* [Passage présenté]:
⟨

Le point commun, c'est que si moi j'ai des revenus suffisants pour souscrire
un plan de retraite, le capital que je place ne grossira, ne s'accumulera
dans le temps que s’il y a, quelque part dans le monde, quelqu'un
qui travaille. Et ce "quelque part dans le monde" est très
important, car le capital étant maintenant mondialisé,
si nous souscrivons à un plan de retraite ou si nous plaçons
notre épargne dans un organisme financier quelconque (ce que
je dis peut être vrai pour des contrats d'assurance-vie ou pour
l'achat d'actions ou d'obligations en bourse), donc si un placement
est effectué aujourd'hui, le capital va aller se placer à
l'endroit où le gestionnaire de fonds le jugera le plus rentable.
Et rapatriera ensuite les revenus vers leur origine. Et il y a tout
un courant de pensée, dont certains parmi ce courant se réclament
même de la gauche, qui ose nous dire aujourd'hui que les vieux
pays industriels d'aujourd'hui doivent se faire payer les retraites
par les populations du Tiers- Monde qui ont, en général,
une population plus jeune, et qui est payée au lance-pierres.
Pascale Fourier
: Ils vont investir des fonds dans les pays du Tiers-Monde?

⟩

* [Extrait de données]:
⟨

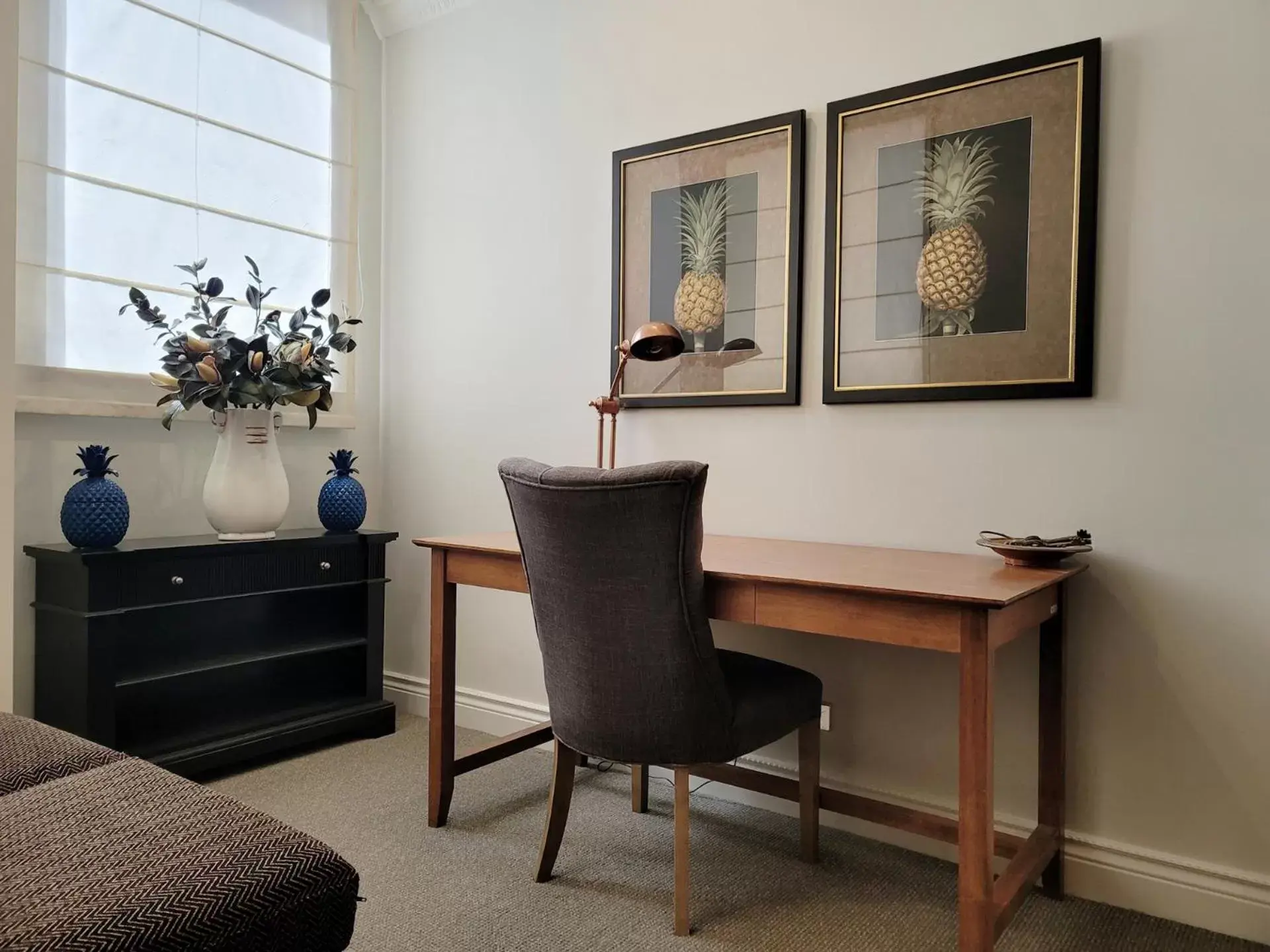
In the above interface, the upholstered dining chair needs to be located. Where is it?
[498,458,822,935]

⟩

* [Consigne 1]: Recopiez le passage sur les retraites depuis « Et rapatriera ensuite » jusqu'à « pays du Tiers-Monde? » inclus.
* [Consigne 2]: Relevez tous les types de placements financiers nommés dans le passage sur les retraites.
Le matériau placé après le passage est indépendant de celui-ci.

* [Réponse 1]:
Et rapatriera ensuite les revenus vers leur origine. Et il y a tout
un courant de pensée, dont certains parmi ce courant se réclament
même de la gauche, qui ose nous dire aujourd'hui que les vieux
pays industriels d'aujourd'hui doivent se faire payer les retraites
par les populations du Tiers- Monde qui ont, en général,
une population plus jeune, et qui est payée au lance-pierres.
Pascale Fourier
: Ils vont investir des fonds dans les pays du Tiers-Monde?

* [Réponse 2]:
- plan de retraite
- contrats d'assurance-vie
- actions
- obligations